— Start DATA PROVIDED —
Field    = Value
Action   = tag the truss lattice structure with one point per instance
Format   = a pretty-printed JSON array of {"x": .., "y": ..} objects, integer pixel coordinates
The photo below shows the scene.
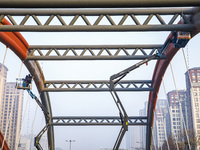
[{"x": 97, "y": 20}]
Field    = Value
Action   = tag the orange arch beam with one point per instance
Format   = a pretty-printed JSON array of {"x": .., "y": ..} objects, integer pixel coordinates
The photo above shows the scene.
[{"x": 16, "y": 42}]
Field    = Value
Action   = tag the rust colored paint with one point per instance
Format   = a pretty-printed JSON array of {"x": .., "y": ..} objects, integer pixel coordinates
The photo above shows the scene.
[{"x": 15, "y": 41}]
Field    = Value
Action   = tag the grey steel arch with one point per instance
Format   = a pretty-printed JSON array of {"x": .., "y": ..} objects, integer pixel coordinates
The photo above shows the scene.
[
  {"x": 190, "y": 25},
  {"x": 111, "y": 26}
]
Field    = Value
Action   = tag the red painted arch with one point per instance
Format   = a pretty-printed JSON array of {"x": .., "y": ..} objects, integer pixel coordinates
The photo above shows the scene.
[
  {"x": 16, "y": 42},
  {"x": 159, "y": 72}
]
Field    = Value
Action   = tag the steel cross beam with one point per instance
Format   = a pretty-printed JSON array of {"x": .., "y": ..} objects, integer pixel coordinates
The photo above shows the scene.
[
  {"x": 92, "y": 52},
  {"x": 97, "y": 121},
  {"x": 94, "y": 86},
  {"x": 97, "y": 20},
  {"x": 96, "y": 3}
]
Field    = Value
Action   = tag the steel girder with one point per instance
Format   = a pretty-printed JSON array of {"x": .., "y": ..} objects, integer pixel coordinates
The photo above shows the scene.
[
  {"x": 96, "y": 120},
  {"x": 96, "y": 3},
  {"x": 97, "y": 20},
  {"x": 95, "y": 86},
  {"x": 92, "y": 52}
]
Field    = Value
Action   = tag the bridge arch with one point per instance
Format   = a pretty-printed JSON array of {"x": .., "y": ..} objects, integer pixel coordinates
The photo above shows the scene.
[{"x": 16, "y": 42}]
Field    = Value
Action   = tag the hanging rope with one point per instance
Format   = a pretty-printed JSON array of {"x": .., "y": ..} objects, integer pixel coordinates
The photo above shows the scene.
[
  {"x": 170, "y": 115},
  {"x": 179, "y": 103}
]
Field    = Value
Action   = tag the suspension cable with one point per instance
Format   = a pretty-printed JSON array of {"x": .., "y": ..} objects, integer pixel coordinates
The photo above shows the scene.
[
  {"x": 9, "y": 117},
  {"x": 170, "y": 115},
  {"x": 180, "y": 107},
  {"x": 153, "y": 139},
  {"x": 33, "y": 123},
  {"x": 2, "y": 68}
]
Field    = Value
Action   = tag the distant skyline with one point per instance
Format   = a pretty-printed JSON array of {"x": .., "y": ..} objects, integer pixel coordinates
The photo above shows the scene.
[{"x": 88, "y": 104}]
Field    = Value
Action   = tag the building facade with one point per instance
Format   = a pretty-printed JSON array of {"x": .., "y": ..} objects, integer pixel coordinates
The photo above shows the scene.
[
  {"x": 143, "y": 112},
  {"x": 10, "y": 111},
  {"x": 160, "y": 121},
  {"x": 193, "y": 94},
  {"x": 178, "y": 107}
]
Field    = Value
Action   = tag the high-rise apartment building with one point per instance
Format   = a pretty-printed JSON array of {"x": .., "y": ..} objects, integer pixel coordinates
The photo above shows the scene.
[
  {"x": 193, "y": 94},
  {"x": 10, "y": 111},
  {"x": 143, "y": 112},
  {"x": 178, "y": 108},
  {"x": 160, "y": 120}
]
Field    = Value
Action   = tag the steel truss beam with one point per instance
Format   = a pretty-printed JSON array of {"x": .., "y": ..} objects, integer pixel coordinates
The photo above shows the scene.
[
  {"x": 92, "y": 86},
  {"x": 96, "y": 3},
  {"x": 97, "y": 20},
  {"x": 92, "y": 52},
  {"x": 97, "y": 121}
]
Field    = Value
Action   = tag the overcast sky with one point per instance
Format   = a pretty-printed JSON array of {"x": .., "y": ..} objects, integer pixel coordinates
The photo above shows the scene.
[{"x": 92, "y": 103}]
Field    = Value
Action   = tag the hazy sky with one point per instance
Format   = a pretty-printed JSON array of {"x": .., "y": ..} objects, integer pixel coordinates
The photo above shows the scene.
[{"x": 93, "y": 103}]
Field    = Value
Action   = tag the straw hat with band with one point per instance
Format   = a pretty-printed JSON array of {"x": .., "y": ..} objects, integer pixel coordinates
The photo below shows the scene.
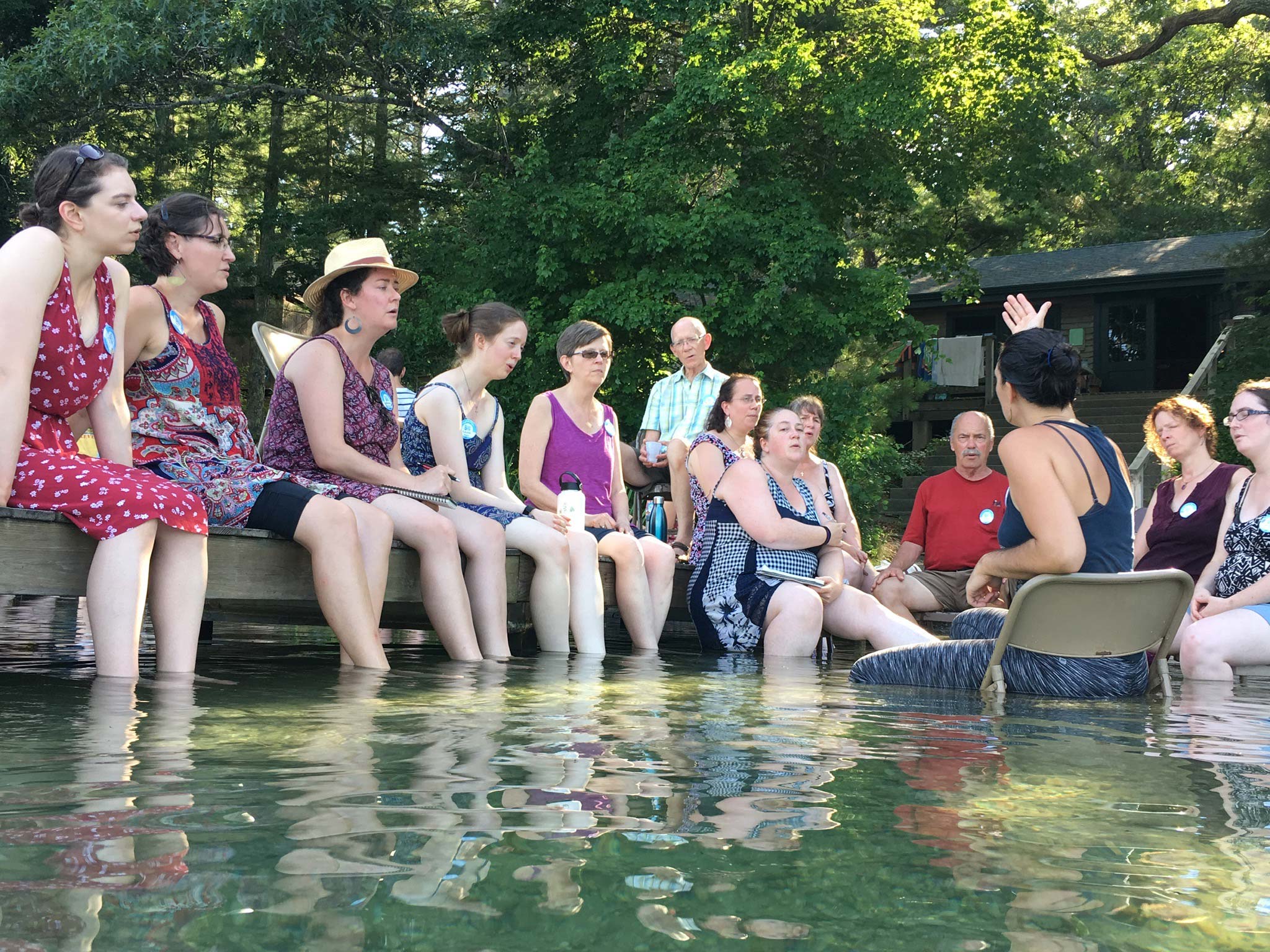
[{"x": 349, "y": 257}]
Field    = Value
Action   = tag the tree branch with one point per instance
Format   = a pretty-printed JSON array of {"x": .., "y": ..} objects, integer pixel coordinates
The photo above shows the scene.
[{"x": 1170, "y": 27}]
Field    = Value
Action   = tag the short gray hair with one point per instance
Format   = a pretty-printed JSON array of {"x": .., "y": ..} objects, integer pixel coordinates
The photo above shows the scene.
[{"x": 977, "y": 413}]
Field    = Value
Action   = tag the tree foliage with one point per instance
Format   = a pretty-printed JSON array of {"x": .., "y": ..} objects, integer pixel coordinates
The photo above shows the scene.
[{"x": 778, "y": 168}]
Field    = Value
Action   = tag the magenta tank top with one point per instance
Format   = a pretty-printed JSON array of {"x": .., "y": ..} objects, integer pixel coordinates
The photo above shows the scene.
[{"x": 590, "y": 455}]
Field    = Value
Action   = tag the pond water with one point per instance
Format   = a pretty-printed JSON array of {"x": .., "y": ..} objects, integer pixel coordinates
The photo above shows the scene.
[{"x": 638, "y": 803}]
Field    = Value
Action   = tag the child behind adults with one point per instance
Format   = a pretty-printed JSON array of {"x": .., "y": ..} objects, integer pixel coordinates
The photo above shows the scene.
[
  {"x": 332, "y": 420},
  {"x": 65, "y": 314},
  {"x": 189, "y": 426},
  {"x": 569, "y": 431},
  {"x": 456, "y": 421}
]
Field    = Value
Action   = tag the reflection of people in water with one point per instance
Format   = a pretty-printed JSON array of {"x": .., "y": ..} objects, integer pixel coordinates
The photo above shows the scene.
[
  {"x": 753, "y": 794},
  {"x": 112, "y": 845}
]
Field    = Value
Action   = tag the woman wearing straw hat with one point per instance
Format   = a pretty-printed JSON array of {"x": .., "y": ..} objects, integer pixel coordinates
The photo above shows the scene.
[
  {"x": 189, "y": 426},
  {"x": 331, "y": 419}
]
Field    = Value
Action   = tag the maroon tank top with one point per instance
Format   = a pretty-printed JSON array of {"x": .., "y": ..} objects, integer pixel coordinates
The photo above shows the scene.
[{"x": 1186, "y": 539}]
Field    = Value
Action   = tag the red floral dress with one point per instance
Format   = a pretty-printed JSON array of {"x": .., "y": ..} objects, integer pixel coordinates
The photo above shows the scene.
[{"x": 102, "y": 498}]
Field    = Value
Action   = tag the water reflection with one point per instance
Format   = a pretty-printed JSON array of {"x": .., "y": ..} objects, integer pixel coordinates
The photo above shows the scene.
[{"x": 591, "y": 801}]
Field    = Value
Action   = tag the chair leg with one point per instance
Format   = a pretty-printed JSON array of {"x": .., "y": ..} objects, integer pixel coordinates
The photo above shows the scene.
[
  {"x": 993, "y": 683},
  {"x": 998, "y": 679}
]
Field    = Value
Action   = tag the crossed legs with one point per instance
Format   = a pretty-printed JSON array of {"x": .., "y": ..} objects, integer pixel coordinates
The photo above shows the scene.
[
  {"x": 117, "y": 586},
  {"x": 1212, "y": 648}
]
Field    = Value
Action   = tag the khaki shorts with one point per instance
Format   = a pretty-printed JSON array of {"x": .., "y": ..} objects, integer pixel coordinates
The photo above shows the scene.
[{"x": 948, "y": 588}]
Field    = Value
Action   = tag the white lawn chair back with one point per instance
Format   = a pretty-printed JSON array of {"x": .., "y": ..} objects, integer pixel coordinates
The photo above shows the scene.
[{"x": 276, "y": 346}]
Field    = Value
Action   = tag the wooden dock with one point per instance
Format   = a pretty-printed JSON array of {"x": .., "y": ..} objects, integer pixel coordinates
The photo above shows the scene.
[{"x": 254, "y": 575}]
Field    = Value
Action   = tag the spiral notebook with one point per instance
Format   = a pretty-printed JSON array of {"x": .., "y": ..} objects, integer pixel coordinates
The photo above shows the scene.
[
  {"x": 788, "y": 576},
  {"x": 431, "y": 498}
]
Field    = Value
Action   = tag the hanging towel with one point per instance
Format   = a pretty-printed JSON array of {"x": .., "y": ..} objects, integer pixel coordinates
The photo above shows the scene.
[{"x": 959, "y": 362}]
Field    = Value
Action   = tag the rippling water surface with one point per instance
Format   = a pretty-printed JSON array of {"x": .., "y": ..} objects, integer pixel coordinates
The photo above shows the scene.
[{"x": 636, "y": 803}]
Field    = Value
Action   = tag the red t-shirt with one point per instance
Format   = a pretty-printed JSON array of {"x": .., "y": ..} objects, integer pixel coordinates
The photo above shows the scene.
[{"x": 956, "y": 521}]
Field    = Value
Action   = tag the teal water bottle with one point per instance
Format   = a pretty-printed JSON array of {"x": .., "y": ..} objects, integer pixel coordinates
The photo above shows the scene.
[{"x": 657, "y": 521}]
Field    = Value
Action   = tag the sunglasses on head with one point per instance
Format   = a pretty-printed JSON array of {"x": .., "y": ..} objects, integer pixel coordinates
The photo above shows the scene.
[{"x": 87, "y": 152}]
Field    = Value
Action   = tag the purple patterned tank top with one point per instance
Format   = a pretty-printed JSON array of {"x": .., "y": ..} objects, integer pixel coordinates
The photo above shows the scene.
[
  {"x": 588, "y": 455},
  {"x": 368, "y": 427}
]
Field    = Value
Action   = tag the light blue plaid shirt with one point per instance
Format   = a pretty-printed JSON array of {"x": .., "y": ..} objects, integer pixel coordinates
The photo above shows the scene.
[{"x": 678, "y": 409}]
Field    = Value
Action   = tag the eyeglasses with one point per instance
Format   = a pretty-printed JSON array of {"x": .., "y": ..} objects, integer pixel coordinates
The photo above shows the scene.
[
  {"x": 87, "y": 152},
  {"x": 1241, "y": 415},
  {"x": 221, "y": 242},
  {"x": 677, "y": 345}
]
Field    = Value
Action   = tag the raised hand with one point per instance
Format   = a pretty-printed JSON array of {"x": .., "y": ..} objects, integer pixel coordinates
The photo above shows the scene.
[{"x": 1020, "y": 315}]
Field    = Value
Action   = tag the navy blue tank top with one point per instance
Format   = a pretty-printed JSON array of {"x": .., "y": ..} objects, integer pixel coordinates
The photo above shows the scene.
[{"x": 1108, "y": 527}]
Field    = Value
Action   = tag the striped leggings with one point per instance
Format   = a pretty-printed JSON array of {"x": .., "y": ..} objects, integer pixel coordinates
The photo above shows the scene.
[{"x": 962, "y": 662}]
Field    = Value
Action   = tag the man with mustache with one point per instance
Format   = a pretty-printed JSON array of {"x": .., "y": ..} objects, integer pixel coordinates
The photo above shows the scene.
[{"x": 954, "y": 522}]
— End DATA PROVIDED —
Report how many lines of the records contain the string "steel". Give only the number.

*FINAL ANSWER*
4